Start of Record set

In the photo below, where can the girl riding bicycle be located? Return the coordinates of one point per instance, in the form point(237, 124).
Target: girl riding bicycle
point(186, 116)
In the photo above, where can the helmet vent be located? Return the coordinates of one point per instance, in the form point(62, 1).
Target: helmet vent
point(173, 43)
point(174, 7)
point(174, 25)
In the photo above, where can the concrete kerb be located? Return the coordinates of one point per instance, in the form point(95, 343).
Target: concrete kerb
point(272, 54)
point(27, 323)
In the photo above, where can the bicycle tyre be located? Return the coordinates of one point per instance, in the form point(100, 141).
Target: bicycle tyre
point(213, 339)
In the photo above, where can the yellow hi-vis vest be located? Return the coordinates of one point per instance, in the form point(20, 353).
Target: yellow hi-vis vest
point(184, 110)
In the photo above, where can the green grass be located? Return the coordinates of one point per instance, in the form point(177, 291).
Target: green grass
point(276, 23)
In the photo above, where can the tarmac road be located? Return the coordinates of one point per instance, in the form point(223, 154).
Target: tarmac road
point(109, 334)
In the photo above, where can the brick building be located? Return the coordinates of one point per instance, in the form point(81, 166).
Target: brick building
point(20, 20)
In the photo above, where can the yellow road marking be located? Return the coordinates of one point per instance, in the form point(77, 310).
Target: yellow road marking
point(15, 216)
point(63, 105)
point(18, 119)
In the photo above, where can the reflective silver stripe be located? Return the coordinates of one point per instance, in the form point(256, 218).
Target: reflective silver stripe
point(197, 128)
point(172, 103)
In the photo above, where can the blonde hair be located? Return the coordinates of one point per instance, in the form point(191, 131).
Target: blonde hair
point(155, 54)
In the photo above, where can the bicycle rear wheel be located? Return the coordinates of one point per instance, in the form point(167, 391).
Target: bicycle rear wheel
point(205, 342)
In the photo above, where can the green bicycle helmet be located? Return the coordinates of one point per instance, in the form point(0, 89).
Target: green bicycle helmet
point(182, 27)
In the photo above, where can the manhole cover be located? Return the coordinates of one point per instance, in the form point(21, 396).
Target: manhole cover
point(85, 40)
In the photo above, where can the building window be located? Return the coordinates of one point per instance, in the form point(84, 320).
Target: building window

End of Record set

● **Try it**
Counting every line that holds the string "window", give the total for the data above and nothing else.

● **Exercise result**
2